** begin DATA LINES **

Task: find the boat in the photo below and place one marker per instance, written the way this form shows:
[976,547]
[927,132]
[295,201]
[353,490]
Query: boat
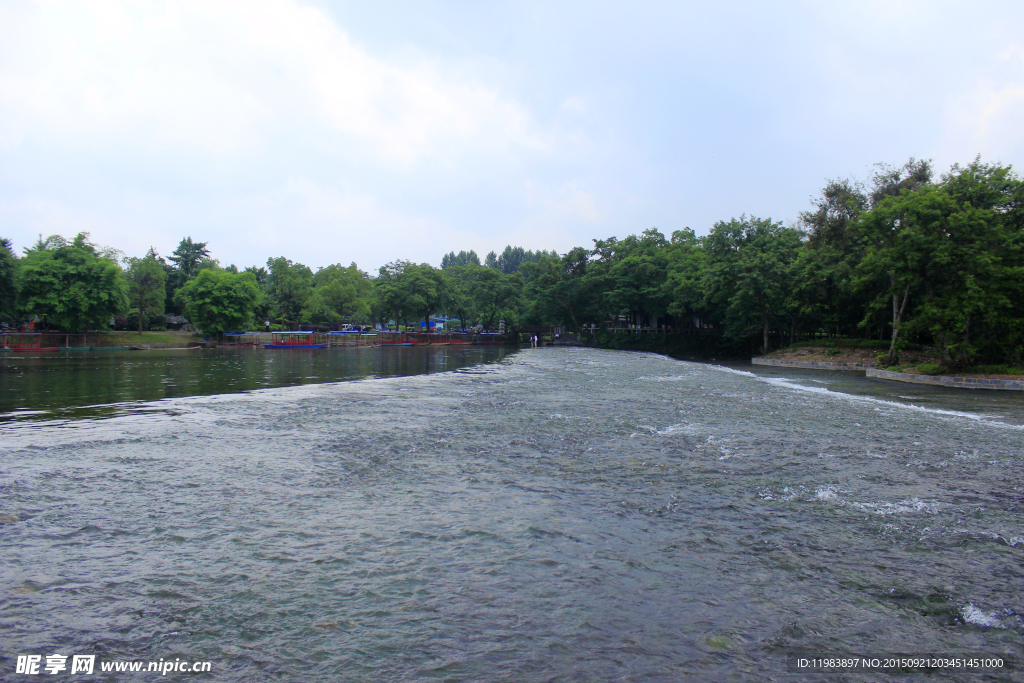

** end DATA LINES **

TASK BRIEF:
Reproduce every line of the records above verbatim, leaving out the pictures.

REPLY:
Task: find the boat in the photo below and place one marker per instance, written the way this form shows:
[976,547]
[927,132]
[295,201]
[353,490]
Query: boat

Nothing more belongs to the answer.